(Dataset entries)
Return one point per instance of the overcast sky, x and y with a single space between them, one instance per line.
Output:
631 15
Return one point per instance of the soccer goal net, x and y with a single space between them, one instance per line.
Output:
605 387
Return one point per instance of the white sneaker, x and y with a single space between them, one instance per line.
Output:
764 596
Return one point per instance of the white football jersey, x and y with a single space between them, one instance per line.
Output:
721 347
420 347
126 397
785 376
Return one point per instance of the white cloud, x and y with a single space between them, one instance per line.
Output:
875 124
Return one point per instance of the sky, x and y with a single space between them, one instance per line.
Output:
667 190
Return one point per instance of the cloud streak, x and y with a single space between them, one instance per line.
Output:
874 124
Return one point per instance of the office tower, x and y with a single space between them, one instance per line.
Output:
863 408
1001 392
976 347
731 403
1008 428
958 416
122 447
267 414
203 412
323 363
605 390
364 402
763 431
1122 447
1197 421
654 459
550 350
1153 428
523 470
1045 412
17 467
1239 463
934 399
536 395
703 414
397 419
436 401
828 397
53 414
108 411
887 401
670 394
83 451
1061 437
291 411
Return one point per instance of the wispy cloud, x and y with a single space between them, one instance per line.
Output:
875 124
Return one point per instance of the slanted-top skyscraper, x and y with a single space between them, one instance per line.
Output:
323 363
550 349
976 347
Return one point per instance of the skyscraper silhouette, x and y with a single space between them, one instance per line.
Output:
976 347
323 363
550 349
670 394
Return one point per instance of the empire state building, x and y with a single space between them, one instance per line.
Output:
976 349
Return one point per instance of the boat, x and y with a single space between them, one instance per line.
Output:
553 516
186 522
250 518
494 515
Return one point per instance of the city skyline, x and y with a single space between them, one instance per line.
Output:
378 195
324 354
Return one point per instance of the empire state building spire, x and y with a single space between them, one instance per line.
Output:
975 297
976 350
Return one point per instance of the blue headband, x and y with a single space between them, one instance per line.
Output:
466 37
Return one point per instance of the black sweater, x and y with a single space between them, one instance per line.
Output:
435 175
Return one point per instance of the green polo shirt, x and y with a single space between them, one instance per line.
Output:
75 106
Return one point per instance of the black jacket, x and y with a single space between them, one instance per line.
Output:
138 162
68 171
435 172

*ABOUT THIS TASK*:
All of the entries must be given again, word for word.

*ANSWER SPACE*:
Return one point per instance of the overcast sky, x and y with a single space between them, one instance per line.
Output:
631 15
Return one point per instance of the soccer goal net, x and y with a single space between them, one instance per line.
Output:
605 387
Return one point per instance of the white sneaker, x and y with a single space between them, one instance per line.
Output:
764 596
Return one point per instance of the white football jersey, x and y with a single space between them, one instance per line.
Output:
721 347
420 347
126 397
785 376
Return one point per instance of the white cloud, x and y with a single space between them, one instance per line.
Output:
875 124
Return one point per instance of the sky, x and y with a single space between them, one instance per line.
Output:
667 190
Return one point per instance of the cloud streak, x and y with a single space between them, one instance per line.
Output:
874 124
Return one point per instance of the office tower, x and y with a single space between them, one instance per line.
Output:
863 408
1001 392
976 347
731 403
1008 428
958 416
122 447
267 414
203 412
323 363
605 390
364 402
763 431
1122 447
1197 421
654 459
550 350
1153 428
523 470
1045 412
17 467
1239 463
934 399
536 395
703 414
397 419
436 401
828 397
53 414
108 411
887 401
670 394
83 451
1061 437
291 411
Return one point per instance of the wispy cloud, x and y with a single space between them, one instance per line.
Output:
875 124
Return one point per instance of the slanted-top skyscraper, x and y with a single space between them, one instance per line.
Output:
323 363
550 349
976 347
Return one point per instance of the skyscraper silhouette, x and y with a single space between them, one instance per line.
Output:
976 347
323 363
550 349
670 394
Return one point per instance of the empire state building, x and y with a single space between them, one instance per line.
Output:
976 349
Return one point per instance of the boat, x and y with a single space between them, one instance per line.
Output:
553 516
186 522
250 518
494 515
Return one point per instance of the city skyline, x and y with a single space between them, one instance per line.
Output:
378 195
324 354
Return one point per instance of the empire state building spire, x and y with a single space between them, one instance per line.
Output:
975 297
976 350
Return one point per instance of the blue headband, x and y with a single space between them, one instance per line.
Output:
466 37
Return one point per instance of the black sweater, x and y with a single space between them, one instance per line.
Output:
435 175
Return one point per instance of the green polo shirt, x and y with a single space between them, one instance per line.
Output:
75 106
Return one point per instance of the black jacket, x and y with a single space between them, one instance per line.
Output:
138 162
68 171
435 172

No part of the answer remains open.